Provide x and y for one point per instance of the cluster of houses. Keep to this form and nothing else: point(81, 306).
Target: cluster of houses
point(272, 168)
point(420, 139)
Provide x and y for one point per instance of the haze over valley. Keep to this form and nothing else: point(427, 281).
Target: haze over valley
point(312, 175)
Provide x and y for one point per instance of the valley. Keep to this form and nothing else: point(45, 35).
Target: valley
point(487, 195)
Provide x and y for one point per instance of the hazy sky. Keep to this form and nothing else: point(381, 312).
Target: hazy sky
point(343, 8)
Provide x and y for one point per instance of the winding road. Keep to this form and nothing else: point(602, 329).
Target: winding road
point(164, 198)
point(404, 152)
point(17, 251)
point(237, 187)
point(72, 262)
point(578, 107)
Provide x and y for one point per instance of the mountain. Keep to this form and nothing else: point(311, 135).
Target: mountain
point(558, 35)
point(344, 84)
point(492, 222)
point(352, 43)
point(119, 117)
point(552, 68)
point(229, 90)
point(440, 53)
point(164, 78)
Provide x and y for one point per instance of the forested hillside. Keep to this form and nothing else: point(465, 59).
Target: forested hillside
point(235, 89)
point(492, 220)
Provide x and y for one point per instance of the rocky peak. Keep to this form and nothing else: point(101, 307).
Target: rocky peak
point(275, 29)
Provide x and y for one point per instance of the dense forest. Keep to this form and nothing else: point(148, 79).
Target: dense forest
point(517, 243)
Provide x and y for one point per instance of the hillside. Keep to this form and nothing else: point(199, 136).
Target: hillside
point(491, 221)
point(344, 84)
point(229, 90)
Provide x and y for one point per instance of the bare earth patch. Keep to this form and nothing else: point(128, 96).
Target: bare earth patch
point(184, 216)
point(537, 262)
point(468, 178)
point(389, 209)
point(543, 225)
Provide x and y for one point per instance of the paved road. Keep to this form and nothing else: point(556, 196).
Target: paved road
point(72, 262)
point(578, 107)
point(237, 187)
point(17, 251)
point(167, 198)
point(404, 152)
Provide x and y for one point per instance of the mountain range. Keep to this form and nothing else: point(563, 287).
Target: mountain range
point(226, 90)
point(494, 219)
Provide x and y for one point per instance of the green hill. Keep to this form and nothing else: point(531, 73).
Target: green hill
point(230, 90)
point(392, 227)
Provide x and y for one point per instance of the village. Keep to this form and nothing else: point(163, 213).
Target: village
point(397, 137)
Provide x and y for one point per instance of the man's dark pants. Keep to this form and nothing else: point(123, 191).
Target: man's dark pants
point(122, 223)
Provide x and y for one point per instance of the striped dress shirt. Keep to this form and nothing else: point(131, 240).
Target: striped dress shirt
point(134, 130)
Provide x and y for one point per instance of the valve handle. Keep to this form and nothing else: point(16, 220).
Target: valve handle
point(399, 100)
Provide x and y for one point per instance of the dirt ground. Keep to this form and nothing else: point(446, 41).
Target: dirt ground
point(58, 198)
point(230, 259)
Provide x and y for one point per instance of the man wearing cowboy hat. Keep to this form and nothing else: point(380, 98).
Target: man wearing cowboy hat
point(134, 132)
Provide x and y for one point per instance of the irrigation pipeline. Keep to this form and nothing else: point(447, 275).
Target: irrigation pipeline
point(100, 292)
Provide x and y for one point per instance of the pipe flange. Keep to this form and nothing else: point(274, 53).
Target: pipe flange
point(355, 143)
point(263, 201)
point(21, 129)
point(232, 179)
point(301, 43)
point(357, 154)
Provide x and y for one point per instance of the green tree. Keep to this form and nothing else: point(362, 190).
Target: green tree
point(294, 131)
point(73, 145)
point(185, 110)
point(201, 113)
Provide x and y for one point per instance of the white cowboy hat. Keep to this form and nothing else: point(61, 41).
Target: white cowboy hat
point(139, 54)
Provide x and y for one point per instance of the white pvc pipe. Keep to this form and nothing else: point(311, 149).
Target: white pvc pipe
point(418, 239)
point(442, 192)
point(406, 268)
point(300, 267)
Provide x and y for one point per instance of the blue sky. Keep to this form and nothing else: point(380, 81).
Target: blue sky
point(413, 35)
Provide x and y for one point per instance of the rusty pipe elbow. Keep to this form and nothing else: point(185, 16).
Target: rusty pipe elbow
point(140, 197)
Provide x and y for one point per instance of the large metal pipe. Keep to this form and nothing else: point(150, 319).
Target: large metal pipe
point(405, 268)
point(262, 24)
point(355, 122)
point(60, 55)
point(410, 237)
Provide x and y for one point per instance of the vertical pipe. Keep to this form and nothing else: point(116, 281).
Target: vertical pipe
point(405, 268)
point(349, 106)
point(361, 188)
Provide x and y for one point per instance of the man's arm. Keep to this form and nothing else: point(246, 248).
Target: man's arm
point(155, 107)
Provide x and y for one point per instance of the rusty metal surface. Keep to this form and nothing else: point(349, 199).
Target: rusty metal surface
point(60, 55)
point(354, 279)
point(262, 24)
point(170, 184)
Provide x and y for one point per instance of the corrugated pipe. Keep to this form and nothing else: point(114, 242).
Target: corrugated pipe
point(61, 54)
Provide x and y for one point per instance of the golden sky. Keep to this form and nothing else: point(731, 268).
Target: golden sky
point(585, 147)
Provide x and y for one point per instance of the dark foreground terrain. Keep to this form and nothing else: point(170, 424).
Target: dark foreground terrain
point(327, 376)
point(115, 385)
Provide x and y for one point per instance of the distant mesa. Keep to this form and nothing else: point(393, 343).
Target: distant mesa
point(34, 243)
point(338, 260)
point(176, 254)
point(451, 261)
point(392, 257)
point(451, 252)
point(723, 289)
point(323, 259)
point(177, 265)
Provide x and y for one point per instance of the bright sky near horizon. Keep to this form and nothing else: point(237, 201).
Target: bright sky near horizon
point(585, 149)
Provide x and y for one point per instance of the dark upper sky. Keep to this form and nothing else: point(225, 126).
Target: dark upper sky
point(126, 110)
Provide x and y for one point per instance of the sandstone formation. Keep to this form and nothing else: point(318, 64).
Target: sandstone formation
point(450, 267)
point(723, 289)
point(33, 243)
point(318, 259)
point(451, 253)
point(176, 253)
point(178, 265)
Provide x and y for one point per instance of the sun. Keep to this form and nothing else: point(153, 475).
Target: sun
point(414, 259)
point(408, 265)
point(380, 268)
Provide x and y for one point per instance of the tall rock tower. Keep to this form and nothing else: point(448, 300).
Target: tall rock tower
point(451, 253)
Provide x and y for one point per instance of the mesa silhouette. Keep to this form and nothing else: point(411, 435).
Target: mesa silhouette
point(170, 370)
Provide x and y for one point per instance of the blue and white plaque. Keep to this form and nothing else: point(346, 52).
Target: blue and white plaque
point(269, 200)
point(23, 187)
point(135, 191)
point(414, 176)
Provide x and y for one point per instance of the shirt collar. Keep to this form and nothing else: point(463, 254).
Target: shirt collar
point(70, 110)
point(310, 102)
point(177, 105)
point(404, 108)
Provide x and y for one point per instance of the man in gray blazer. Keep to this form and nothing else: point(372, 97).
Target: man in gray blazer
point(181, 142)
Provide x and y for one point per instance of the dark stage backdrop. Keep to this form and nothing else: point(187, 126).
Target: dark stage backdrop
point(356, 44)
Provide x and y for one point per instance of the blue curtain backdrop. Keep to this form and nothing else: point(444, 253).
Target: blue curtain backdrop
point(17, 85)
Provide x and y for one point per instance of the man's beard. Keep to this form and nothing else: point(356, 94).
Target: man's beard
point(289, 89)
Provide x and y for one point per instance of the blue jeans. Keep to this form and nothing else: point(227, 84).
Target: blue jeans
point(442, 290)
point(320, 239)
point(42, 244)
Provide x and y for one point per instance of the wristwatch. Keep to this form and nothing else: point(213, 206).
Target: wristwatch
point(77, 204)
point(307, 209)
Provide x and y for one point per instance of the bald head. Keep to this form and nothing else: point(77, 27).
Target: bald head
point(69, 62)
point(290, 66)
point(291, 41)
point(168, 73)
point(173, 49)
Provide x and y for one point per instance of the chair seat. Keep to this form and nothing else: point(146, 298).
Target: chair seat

......

YOUR INSTRUCTIONS =
Write down again, exactly as given, only the lines above that fall from the line with "else: point(563, 287)." to the line with "else: point(123, 191).", inclusive.

RESULT =
Provide x and y for one point per instance of the mountain range. Keep to this form and nothing else: point(563, 287).
Target: mountain range
point(226, 90)
point(494, 219)
Provide x and y for one point per instance of the green hill. Keep to this form and nothing else: point(531, 73).
Target: green hill
point(230, 90)
point(392, 227)
Provide x and y for one point per instance of the village. Keep to this form and nothing else: point(163, 213).
Target: village
point(397, 137)
Provide x and y for one point per instance of the man's dark pants. Keep to this form and nothing else: point(123, 191).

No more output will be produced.